PAGE EXTRACT
----------------------------------------

It was a bittersweet moment to read the editorial in Wednesday’s Emerald (“Women cannot assume they are safe on campus,” ODE, Feb. 13). While I appreciate the information about services available to women and the acknowledgment that our campus climate does pose a significant risk to the safety of women, all of the information that was provided was in reference to women changing or altering their own behavior to prevent attack.
Why was there no acknowledgment of ways that our campus can, in fact, become safer? And why was there no information about appropriate behavior for men?
Methods for improving safety for women on campus are continuously addressed. Walking in packs, getting a ride, not going out after dark, carrying a cell phone or a whistle, knowing your neighbors and a barrage of other suggestions have been made indicating ways that women on this campus can protect themselves from attacks.
The argument was made in the editorial yesterday that women might have a false sense of security on this campus. If that is the case, which for some women
and men it very well may be, then the advice was well received
and given.
However, by limiting advice and conversation to simply the preventative behavior of women, only the symptoms and not the actual cause of this campuswide, statewide, national and international epidemic of inequality and gender discrimination are being addressed. To make actual, concrete steps forward, we need to advocate for the self-corrective behavior of all, particularly men, in creating a safer campus community for all.
Sexual harassment and assault need to be the primary focus for both men and women. It’s not simply enough to know that it exists and that steps can be taken to avoid women’s exposure to it. We need to find ways to form an army to make an assault on the mentality that it is acceptable at all.
Men should be just as disgusted by the behavior of their peers and should spend the majority of their time creating a peer-induced stigma that will at least begin to look at an issue that is currently being masked by continuously focusing on ways that women can protect themselves, and not on ways that men can stop it from happening to begin with. Responsibility lies with all members of this community, and the issue should be handled accordingly.
Rachel Pilliod is the ASUO president.

----------------------------------------

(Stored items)
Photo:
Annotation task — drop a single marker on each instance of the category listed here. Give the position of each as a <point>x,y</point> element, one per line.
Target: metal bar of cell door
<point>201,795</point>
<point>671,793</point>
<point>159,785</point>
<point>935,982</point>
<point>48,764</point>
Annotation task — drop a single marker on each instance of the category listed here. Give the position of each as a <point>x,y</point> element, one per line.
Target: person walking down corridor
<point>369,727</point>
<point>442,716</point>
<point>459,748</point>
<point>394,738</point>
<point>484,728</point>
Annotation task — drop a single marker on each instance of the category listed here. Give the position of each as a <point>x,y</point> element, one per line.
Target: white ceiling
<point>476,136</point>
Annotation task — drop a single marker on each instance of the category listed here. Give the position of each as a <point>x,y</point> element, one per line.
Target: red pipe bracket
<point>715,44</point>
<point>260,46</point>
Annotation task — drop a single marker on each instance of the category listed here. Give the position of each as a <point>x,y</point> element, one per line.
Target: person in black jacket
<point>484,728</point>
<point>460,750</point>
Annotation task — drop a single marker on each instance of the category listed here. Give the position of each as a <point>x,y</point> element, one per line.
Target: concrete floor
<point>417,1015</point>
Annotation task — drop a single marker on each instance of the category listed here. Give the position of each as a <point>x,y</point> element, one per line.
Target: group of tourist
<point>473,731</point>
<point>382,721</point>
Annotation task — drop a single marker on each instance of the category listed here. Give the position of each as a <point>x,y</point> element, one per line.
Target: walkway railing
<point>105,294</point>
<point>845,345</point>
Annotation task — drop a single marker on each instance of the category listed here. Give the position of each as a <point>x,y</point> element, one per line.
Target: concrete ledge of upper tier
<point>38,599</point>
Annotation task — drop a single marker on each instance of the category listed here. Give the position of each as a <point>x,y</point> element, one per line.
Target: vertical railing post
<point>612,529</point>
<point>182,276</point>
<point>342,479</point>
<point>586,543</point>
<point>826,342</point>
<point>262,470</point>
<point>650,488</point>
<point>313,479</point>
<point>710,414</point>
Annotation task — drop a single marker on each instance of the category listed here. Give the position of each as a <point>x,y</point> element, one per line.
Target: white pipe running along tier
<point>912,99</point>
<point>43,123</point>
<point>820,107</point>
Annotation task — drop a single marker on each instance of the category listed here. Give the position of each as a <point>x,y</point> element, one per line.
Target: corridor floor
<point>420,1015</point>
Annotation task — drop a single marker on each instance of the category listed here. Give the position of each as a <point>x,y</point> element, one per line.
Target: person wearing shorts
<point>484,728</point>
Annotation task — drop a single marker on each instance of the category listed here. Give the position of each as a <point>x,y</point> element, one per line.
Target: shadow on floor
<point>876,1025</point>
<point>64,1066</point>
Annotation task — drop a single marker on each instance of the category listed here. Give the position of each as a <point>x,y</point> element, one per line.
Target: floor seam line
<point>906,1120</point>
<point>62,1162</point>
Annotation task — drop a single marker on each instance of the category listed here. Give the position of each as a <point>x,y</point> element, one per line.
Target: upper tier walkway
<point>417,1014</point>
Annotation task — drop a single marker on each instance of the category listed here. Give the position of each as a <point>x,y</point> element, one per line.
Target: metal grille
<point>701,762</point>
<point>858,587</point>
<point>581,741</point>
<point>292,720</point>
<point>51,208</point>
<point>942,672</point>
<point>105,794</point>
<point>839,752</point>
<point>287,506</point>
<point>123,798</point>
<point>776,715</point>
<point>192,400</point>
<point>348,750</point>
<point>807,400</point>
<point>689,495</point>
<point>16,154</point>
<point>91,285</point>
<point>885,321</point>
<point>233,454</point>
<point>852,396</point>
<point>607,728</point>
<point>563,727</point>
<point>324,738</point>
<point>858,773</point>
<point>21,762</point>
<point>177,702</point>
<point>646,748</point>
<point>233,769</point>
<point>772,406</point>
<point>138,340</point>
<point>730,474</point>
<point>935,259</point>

----------------------------------------

YOUR GOAL
How would you render this sentence from the letter on campus safety in Spanish: "Why was there no acknowledgment of ways that our campus can, in fact, become safer?" This material comes from a separate source.

EXERCISE RESULT
¿Por qué no hubo ningún reconocimiento de las maneras en que nuestro campus puede, de hecho, volverse más seguro?